▶ [ЧТО ТРЕБУЕТСЯ]
Перепишите без изменений строки, начиная со строки с «Identify each instance of the red» и до самой последней строки включительно.

○ ○ ○ ○ ○

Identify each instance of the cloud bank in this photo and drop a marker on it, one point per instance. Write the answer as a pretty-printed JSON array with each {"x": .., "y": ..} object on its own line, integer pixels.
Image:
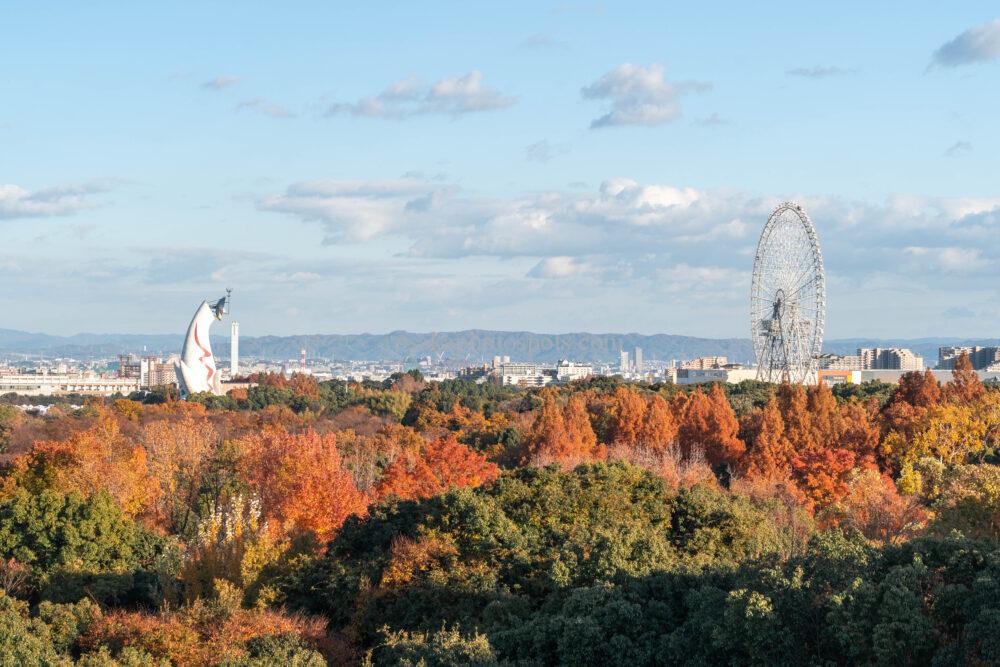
[
  {"x": 17, "y": 202},
  {"x": 451, "y": 96},
  {"x": 639, "y": 96},
  {"x": 975, "y": 45}
]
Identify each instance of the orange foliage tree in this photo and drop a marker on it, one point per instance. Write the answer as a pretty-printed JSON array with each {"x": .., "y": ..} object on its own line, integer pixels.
[
  {"x": 915, "y": 395},
  {"x": 822, "y": 474},
  {"x": 562, "y": 435},
  {"x": 300, "y": 481},
  {"x": 772, "y": 452},
  {"x": 177, "y": 452},
  {"x": 659, "y": 428},
  {"x": 439, "y": 465},
  {"x": 965, "y": 385},
  {"x": 98, "y": 458},
  {"x": 874, "y": 506},
  {"x": 708, "y": 424}
]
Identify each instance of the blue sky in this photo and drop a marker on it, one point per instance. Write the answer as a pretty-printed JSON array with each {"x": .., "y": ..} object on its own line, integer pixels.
[{"x": 538, "y": 166}]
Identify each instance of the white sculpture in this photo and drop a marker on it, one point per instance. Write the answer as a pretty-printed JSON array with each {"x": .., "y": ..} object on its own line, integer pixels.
[{"x": 196, "y": 372}]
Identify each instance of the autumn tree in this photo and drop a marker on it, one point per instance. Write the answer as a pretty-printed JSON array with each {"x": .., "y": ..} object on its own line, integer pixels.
[
  {"x": 771, "y": 453},
  {"x": 965, "y": 385},
  {"x": 627, "y": 412},
  {"x": 823, "y": 474},
  {"x": 177, "y": 453},
  {"x": 99, "y": 458},
  {"x": 439, "y": 465},
  {"x": 708, "y": 424},
  {"x": 659, "y": 428},
  {"x": 562, "y": 434},
  {"x": 874, "y": 506},
  {"x": 916, "y": 394},
  {"x": 300, "y": 481}
]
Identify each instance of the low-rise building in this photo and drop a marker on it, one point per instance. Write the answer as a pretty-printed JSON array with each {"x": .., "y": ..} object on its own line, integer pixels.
[{"x": 58, "y": 384}]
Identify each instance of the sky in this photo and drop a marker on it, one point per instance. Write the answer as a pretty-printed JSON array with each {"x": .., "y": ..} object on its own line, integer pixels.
[{"x": 540, "y": 166}]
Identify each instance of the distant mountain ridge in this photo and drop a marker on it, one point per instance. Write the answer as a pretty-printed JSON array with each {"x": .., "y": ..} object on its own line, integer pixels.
[{"x": 472, "y": 345}]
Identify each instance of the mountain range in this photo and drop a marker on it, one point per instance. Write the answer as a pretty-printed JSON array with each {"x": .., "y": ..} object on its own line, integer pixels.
[{"x": 470, "y": 346}]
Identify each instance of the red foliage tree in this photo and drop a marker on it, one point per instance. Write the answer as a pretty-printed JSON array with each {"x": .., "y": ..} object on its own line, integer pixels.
[
  {"x": 627, "y": 412},
  {"x": 771, "y": 453},
  {"x": 300, "y": 481},
  {"x": 708, "y": 424},
  {"x": 562, "y": 435},
  {"x": 441, "y": 464},
  {"x": 822, "y": 474},
  {"x": 965, "y": 385}
]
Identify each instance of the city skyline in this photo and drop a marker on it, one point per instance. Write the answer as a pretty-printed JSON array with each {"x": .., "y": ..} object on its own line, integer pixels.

○ ○ ○ ○ ○

▶ [РЕШЕНИЕ]
Identify each instance of the red foliage tree in this photo and drop a marker on it, one point per instance. Write the answer as a pretty-printed JSON array with each {"x": .., "y": ..} object on its own line, integer pixels.
[
  {"x": 627, "y": 412},
  {"x": 771, "y": 453},
  {"x": 300, "y": 481},
  {"x": 708, "y": 424},
  {"x": 562, "y": 435},
  {"x": 441, "y": 464},
  {"x": 822, "y": 474},
  {"x": 965, "y": 385}
]
Identify each instance of the city skyline in this photo and drop a marker on it, one point per instance. Write the answer as a pretty-printed JSON array with each {"x": .., "y": ..} object on its own line, integer pixels.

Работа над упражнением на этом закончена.